# Your task
Using the data below, return the stretch from the line that contains "mark the bucking bull | one pin per instance." through the line that contains "mark the wide-brim", both included, exactly as it stands and nothing beyond it.

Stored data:
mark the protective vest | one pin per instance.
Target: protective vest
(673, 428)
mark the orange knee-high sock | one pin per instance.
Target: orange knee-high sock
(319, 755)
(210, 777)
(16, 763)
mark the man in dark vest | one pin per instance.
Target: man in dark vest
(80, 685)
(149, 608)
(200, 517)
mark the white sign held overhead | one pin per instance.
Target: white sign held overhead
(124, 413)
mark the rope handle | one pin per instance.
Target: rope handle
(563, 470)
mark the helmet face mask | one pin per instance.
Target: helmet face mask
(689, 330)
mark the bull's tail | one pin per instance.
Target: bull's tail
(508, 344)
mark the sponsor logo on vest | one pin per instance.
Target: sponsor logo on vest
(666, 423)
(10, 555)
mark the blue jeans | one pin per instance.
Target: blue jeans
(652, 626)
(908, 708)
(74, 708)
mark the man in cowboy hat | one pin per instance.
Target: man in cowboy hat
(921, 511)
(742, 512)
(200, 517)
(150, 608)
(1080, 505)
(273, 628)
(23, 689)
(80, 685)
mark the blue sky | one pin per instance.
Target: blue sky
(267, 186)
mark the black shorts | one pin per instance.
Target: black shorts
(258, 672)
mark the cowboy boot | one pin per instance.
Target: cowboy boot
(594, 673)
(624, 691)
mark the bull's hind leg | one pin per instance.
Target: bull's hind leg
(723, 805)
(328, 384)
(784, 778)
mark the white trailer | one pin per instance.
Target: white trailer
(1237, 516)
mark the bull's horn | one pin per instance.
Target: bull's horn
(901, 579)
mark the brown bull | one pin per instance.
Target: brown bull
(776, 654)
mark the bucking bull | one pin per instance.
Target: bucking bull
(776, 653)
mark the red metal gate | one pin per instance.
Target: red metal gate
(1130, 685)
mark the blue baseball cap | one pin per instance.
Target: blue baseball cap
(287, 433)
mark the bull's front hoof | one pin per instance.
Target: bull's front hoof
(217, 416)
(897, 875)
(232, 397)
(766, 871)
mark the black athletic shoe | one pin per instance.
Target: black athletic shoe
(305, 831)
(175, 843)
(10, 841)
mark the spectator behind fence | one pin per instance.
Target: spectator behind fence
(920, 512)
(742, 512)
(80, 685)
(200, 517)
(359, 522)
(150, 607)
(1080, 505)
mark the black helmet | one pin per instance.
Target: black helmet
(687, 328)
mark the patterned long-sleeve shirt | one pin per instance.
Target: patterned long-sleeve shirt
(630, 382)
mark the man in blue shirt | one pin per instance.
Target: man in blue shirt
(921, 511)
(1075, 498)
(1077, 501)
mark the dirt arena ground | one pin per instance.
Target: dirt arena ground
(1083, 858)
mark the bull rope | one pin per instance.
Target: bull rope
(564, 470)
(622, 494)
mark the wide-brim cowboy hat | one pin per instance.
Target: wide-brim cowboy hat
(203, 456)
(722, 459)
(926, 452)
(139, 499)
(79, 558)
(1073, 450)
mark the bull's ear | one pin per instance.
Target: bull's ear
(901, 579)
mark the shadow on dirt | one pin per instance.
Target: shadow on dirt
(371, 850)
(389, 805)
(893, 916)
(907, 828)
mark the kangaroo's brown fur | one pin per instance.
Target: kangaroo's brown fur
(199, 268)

# Answer box
mark the bucking bull | one pin per instance.
Target: bucking bull
(776, 653)
mark the red metal gate | one pin per instance.
Target: red metal gate
(1130, 685)
mark the blue baseball cap | one pin per instance.
Target: blue baseball cap
(287, 433)
mark the bull's front hoof | one pin per instance.
Target: bull's front hoof
(217, 416)
(897, 875)
(232, 397)
(766, 871)
mark the black athletic shoe | one pin per instance.
Target: black athletic shoe
(305, 831)
(175, 843)
(10, 841)
mark the spectator behind fence | one pin per instance.
Target: spectator behind fence
(920, 512)
(742, 512)
(80, 685)
(200, 517)
(359, 522)
(150, 607)
(1080, 505)
mark the black helmet | one pin per instance.
Target: black helmet
(687, 328)
mark the patterned long-sleeve shirt | one pin per instance.
Target: patterned long-sleeve shirt
(630, 382)
mark the man in blue shirt | one pin per instance.
Target: man in blue shirt
(921, 511)
(1075, 498)
(1077, 501)
mark the dirt arena ground | one pin per instance.
Target: dirt arena ground
(1083, 858)
mark the bull rope | one pin per instance.
Target: bull rope
(564, 470)
(622, 494)
mark the wide-brim cowboy hat | one pin per instance.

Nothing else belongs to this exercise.